◆ Dataset entries
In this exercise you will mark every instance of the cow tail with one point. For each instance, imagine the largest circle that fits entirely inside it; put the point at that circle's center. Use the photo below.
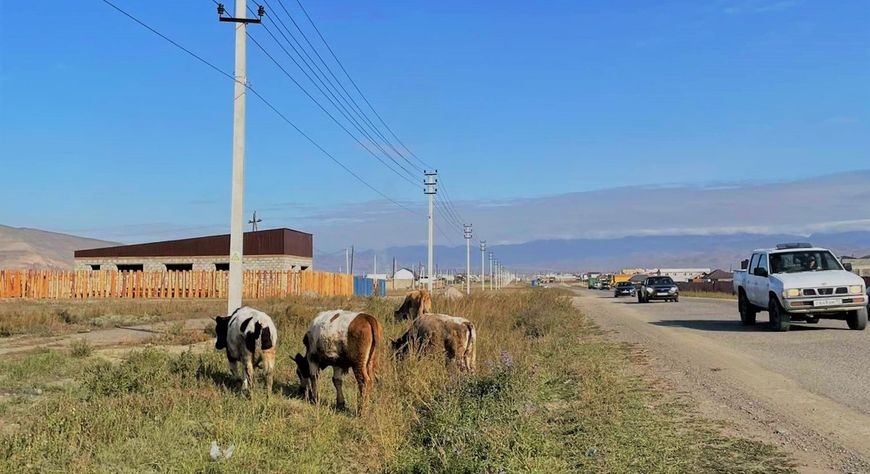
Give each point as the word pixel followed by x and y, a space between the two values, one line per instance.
pixel 470 350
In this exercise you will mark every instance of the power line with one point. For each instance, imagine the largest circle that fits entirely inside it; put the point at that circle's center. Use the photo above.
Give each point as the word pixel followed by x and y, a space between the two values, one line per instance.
pixel 451 208
pixel 263 99
pixel 286 73
pixel 356 87
pixel 328 93
pixel 341 85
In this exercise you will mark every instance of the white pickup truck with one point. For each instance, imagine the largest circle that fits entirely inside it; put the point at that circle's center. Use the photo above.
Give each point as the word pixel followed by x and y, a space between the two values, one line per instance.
pixel 799 282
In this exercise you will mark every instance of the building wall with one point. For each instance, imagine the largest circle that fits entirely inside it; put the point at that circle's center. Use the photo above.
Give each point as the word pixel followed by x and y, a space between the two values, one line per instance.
pixel 151 264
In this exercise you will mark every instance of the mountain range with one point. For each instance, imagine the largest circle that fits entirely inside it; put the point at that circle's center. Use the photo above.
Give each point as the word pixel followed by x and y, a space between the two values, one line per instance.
pixel 39 249
pixel 704 251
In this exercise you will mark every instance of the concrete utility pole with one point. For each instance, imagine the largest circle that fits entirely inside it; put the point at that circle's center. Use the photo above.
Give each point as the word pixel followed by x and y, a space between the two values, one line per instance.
pixel 482 265
pixel 254 221
pixel 237 208
pixel 466 231
pixel 490 271
pixel 431 181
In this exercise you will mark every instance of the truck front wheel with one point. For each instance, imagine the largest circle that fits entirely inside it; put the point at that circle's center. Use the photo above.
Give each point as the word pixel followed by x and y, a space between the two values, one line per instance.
pixel 857 320
pixel 779 318
pixel 747 312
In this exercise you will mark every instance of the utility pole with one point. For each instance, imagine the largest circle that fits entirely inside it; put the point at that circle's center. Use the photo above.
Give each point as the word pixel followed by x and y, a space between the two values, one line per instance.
pixel 490 271
pixel 431 181
pixel 482 265
pixel 466 230
pixel 237 207
pixel 254 221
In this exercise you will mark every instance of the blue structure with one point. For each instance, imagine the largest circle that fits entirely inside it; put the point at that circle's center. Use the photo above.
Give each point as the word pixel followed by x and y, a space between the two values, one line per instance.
pixel 363 286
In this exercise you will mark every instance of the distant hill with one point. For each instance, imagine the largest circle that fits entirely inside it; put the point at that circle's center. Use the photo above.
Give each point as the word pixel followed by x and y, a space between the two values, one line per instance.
pixel 38 249
pixel 713 251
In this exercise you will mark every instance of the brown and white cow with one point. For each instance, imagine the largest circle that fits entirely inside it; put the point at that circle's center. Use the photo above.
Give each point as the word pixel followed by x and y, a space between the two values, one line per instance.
pixel 440 333
pixel 344 340
pixel 416 303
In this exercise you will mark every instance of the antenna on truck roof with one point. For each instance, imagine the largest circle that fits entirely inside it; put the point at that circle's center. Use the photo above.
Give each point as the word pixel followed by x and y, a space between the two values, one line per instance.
pixel 794 245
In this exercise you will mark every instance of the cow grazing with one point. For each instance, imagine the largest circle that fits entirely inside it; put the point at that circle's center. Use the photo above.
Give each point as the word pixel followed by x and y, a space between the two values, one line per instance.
pixel 249 336
pixel 416 303
pixel 437 333
pixel 344 340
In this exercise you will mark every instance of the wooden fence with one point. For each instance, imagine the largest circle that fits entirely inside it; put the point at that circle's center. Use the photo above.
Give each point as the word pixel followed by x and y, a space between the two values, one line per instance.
pixel 182 284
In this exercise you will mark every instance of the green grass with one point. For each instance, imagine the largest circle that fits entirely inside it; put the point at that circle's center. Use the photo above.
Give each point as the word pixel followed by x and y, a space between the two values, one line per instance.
pixel 550 395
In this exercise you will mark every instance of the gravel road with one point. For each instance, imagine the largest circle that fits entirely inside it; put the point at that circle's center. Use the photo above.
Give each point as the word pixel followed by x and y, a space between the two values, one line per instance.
pixel 806 390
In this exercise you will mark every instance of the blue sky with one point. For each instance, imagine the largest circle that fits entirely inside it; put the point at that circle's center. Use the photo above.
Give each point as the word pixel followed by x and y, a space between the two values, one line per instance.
pixel 108 131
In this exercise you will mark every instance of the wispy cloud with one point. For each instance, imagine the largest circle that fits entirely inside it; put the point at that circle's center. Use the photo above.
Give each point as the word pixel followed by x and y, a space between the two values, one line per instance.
pixel 739 7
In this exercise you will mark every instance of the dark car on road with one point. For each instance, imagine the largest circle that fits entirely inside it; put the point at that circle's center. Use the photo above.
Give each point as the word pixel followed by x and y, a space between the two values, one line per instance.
pixel 658 288
pixel 624 288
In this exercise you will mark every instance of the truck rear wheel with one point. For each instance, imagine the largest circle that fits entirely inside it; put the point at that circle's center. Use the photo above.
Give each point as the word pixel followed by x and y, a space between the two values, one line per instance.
pixel 747 312
pixel 779 318
pixel 857 320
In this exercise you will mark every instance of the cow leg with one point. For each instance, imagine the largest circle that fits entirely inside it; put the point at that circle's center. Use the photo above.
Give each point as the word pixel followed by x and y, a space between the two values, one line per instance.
pixel 234 368
pixel 337 375
pixel 313 394
pixel 364 383
pixel 248 383
pixel 268 359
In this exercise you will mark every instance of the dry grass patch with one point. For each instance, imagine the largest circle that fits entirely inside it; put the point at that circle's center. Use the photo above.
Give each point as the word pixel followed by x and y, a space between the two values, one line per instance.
pixel 550 395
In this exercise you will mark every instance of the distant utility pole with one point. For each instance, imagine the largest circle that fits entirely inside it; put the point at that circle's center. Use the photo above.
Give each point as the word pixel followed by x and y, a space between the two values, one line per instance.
pixel 238 187
pixel 490 271
pixel 482 265
pixel 431 181
pixel 466 231
pixel 254 221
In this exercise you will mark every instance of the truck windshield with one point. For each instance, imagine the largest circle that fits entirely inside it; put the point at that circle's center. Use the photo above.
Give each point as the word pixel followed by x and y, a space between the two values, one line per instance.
pixel 803 261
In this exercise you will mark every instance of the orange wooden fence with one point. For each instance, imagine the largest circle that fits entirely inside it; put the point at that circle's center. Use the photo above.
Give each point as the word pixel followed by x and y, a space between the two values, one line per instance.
pixel 182 284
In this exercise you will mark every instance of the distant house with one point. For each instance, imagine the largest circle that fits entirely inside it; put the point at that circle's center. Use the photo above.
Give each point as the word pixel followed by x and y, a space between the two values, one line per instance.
pixel 860 266
pixel 682 274
pixel 272 250
pixel 638 279
pixel 716 275
pixel 403 278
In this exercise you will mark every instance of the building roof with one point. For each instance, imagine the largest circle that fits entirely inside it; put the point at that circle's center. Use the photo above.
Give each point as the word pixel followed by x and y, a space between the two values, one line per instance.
pixel 264 242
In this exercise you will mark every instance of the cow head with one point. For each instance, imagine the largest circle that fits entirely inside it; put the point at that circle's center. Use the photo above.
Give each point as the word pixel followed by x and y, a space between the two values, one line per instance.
pixel 303 371
pixel 221 324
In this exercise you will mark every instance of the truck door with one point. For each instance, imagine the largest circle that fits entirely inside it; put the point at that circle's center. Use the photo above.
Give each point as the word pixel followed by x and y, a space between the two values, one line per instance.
pixel 752 280
pixel 763 288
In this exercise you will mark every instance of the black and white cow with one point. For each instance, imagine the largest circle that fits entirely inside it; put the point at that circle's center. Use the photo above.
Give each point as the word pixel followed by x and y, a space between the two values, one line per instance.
pixel 249 336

◆ The problem
Your answer must be a copy of every line in the data above that holds the string "roof".

◆ The completed task
In this exercise you will mark every instance of the antenna on truck roof with one point. For each instance, imagine the largest circle that fits entirely inside it; put the point at that circle's center. Use the photo above.
In this exercise you will mark every instance of the building roof with one point. For each instance, imagine the largest circle that fits entirely inside it; put the point at that circle's center. Use the photo above.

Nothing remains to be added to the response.